● **What you are asked to do**: In the article below on water reuse in southern Europe, how much water per year is Malta's "new water" project meant to produce?
START Supplied text
Water, or rather the lack of it, is expected to become more of a problem for countries in southern Europe in the years ahead.

Cyprus, Greece, Italy, Malta, Portugal and Spain have been relying increasingly on desalinated water at great cost for their public water supply. Resources are squeezed nearly dry in these countries to meet water demand for tourism and irrigated agriculture in areas where the water table has been overexploited.

Most of the southern Member States already have their own legislative frameworks for reuse of water recovered from sewage, each with a different approach.

Yet lack of harmonisation on quality standards for reused water could pose trade barriers for agricultural goods from areas irrigated with water reclaimed from waste water. A request has been made by these countries to the European Commission for an instrument that will set out standards for reused water.

“It will probably come in the form of a directive,” says Manuel Sapiano, chief technical officer at the government’s Water Policy Unit.

Speaking last month at a seminar on water organised by the Cleaner Technology Centre and the European Youth Parliament for Water, Sapiano said that the use of “new water” could reduce Malta’s dependency on ground water by 2021. He said this project was aimed at producing seven million cubic metres yearly “to replace groundwater extraction”.

In its assessment of the careful use of treated urban waste water as a “tolerable risk”, the Commission assures us it can be as safe as flying. If harmonised standards are set in place in an affordable way we should not find obstacles to reusing the urban waste water we produce in various ways.
END Supplied text
START Given information
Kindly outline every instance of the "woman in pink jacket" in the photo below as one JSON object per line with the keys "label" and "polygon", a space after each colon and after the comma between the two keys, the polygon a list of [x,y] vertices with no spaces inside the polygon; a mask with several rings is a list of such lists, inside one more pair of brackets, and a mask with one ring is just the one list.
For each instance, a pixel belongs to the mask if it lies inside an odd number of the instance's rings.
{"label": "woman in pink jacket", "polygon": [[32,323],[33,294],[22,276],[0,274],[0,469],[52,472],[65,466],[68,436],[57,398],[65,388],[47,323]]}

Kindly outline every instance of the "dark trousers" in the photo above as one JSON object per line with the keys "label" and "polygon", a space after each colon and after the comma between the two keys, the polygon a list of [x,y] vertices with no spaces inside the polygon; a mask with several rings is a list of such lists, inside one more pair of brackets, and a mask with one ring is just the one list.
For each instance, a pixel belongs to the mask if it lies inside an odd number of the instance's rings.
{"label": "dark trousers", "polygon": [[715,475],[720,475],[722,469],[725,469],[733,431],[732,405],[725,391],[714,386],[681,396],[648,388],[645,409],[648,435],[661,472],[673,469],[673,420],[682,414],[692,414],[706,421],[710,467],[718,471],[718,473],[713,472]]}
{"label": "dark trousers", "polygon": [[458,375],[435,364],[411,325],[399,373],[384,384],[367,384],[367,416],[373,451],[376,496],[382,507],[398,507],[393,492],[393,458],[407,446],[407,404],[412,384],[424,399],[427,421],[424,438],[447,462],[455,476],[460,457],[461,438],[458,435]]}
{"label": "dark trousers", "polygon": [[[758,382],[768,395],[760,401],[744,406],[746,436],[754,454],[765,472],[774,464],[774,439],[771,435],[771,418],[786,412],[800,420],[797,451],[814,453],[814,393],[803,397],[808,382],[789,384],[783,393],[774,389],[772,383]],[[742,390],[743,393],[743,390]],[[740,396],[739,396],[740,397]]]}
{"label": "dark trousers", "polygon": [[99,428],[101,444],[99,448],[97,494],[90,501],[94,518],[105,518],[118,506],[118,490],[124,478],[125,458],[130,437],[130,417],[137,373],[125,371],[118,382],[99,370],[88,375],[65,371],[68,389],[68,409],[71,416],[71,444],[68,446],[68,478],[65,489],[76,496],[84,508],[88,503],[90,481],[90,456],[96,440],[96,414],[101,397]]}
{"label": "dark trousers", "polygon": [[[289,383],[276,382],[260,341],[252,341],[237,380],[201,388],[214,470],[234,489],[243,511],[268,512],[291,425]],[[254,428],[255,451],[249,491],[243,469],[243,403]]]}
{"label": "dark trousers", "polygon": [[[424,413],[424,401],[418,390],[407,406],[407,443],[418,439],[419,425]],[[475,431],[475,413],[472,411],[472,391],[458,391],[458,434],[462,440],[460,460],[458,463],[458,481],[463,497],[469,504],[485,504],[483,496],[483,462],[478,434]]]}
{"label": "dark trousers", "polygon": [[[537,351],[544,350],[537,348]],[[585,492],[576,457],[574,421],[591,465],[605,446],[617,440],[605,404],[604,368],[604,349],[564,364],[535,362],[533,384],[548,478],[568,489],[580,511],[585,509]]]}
END Given information
● **Answer box**: Seven million cubic meters a year, to replace groundwater extraction.